(Point-based annotation data)
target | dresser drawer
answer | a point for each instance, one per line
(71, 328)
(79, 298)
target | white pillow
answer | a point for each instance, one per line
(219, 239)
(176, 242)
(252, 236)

**Task brief:** Set down every row above word for word, keeping each line as it appears.

**Result:**
target | dresser drawer
answer | a point for each instance, one per line
(71, 328)
(79, 298)
target | white pillow
answer | a point for each instance, one per line
(219, 239)
(176, 242)
(252, 236)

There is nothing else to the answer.